EXCERPTED TEXT:
* BEGIN *

Photo by Laura Pleasants
Interview with vocalist Hampton Dodd | By Morgan Y. Evans
South Carolina’s Darkentries are one of the few bands who are really doing something a bit different. Remember the first time you heard Psyopus and thought “What the fuck?!” or “Wow”? Darkentries are not super spazzy like Chris Arp’s hyper elaborate (and missed) mathcore band, but they certainly don’t sound much like anyone else. The “post-sludge” group has released The Make Believe via Kylesa’s new imprint Retro Futurist, a thought provoking feedback funeral of doom, gloom, and insight. Labelmates Sierra and Jagged Entries are solid bands, but Darkentries are the most original band on a roster that spans the gamut of what you’d expect from Kylesa’s own experimental tastes.
Do people tend to rage and freak out at your shows or kind of wallow in the feeling? I think “Honey Eater” would just clobber people like running into a wall.
It really depends on the show, honestly. We’ve played shows that had almost constant motion from the audience while on the other hand we’ve played shows where people have strictly watched with their arms crossed. I think, as a new band, people are still sorting out how to react to what they’re hearing. We aren’t really designed for moshing/whatever and without solid recordings backing us in the past, the only real opportunity for people to get a concise idea of what we are presenting has been at live shows. However, we’re more than excited for the record to come out so people can hear everything as we’ve always meant for it to be heard. From there, people can decide whether we’re the kind of band they want to “rage and freak out” to, or the kind that they can watch solemnly. Both are encouraged and accepted.
How do you feel The Make Believe tops your previous demos? How has the band grown closer together over the years? Can you talk about the varied vocal styles on the album? I love the low, ominous spoken miserable vocals.
The main thing that separates The Make Believe from our past demos is the recording process. We were able to go to a studio (Legitimate Business, Greensboro, NC) and work with someone (Kris Hilbert) who understood our intent and was able to turn it into a reality. Hopefully one day we can give two of our previous singles, “How The End Always Is” and “Myself To You” the same treatment that we did The Make Believe. It would be great to hear those songs reach their full potential. Regardless – It was a really rewarding experience after recording in bedrooms and practice spaces for the year or so that we’ve been an active band. In that time, we’ve had a few line-up changes and adjusted our direction completely. The first show we ever played back in August of 2012 was supposed to also be our last show. But, as you know, we kept it going and eventually decided we wanted to take it seriously so here we are. In regards to the spoken vocals, I guess I drew a lot of influence from The Sisters of Mercy and various other post-punk/no-wave groups and tried to reproduce a similar tone.
“I’m Tired Of Being Awake” is really impressive. It kind of sounds like it cycles through every stage of insomnia from cold, lonely anxiety to the spastic feel of the insane drum break around :50 seconds in to the 1:30 mark super heavy section. Do you guys map out your songs exactingly or “feel” it out?

* END *

WORK TO DO:
A - In the Darkentries interview, at which studio was The Make Believe recorded?
B - Carry on the Darkentries interview from its final line.

EXTRACTED ENTRIES:
* BEGIN *

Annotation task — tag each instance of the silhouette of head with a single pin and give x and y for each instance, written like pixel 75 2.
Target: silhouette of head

* END *
* BEGIN *

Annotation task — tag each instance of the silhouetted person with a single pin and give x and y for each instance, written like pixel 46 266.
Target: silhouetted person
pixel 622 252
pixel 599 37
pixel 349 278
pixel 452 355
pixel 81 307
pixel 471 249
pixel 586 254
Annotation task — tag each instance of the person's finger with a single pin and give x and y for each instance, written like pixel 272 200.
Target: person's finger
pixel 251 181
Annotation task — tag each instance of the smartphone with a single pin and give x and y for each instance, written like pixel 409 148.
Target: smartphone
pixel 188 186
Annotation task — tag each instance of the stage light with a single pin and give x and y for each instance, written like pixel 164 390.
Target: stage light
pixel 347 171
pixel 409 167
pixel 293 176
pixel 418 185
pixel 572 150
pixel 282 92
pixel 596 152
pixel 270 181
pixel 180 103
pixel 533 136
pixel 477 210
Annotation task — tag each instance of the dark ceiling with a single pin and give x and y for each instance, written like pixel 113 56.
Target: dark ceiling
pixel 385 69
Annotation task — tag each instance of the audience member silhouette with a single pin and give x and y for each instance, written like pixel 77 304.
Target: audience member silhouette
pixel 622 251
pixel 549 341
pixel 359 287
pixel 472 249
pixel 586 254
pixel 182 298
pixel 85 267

* END *
* BEGIN *

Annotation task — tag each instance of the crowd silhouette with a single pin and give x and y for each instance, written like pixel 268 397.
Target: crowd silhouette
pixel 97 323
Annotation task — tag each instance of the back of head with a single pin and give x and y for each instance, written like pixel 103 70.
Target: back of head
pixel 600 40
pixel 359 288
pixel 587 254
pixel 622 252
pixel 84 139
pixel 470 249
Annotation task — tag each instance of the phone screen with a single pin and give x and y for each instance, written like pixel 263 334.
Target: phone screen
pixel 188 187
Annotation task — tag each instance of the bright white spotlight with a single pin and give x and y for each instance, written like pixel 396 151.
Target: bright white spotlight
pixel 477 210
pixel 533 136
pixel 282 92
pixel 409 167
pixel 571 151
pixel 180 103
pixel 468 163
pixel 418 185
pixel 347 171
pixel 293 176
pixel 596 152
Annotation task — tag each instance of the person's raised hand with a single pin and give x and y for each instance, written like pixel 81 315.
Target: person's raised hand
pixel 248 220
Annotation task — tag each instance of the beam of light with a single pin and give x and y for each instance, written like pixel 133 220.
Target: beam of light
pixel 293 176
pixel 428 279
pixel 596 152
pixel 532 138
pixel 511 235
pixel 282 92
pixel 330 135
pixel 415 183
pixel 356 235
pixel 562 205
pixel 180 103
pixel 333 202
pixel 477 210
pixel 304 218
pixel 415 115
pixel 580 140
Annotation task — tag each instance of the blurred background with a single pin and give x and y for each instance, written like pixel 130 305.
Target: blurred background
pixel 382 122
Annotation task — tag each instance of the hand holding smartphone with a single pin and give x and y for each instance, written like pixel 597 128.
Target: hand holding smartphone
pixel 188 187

* END *

TASK RESULTS:
A - Legitimate Business, in Greensboro, NC.

B -
“I’m Tired Of Being Awake” was written in two sessions with just our guitarist Jonathan and our drummer Josh. It was one of the first songs we wrote when we started to take Darkentries more seriously. I know Jonathan was listening to His Hero Is Gone, Eyehategod, and Dystopia a great deal at the time so that may have played a role in making it one of our faster songs. For about six months, Darkentries was a four-piece band practicing rarely and playing the occasional punk show since they were the only ones that had any interest in seeing us. Regardless ñ I remember playing the song for the first time and it feeling different. I think that was the first song that had the sound we had been looking for and started the path to where we are now. Once our second guitarist moved back to Columbia and rejoined the band, we reassessed the song and actually decided to rerecord it last minute in the studio with Kris – just because we had extra time to do so. It was great to finally give that song the recording we felt it deserved.
How did Darkentries get to know Kylesa and what has the experience been like with Retro Futurist? I love every band on the label so far.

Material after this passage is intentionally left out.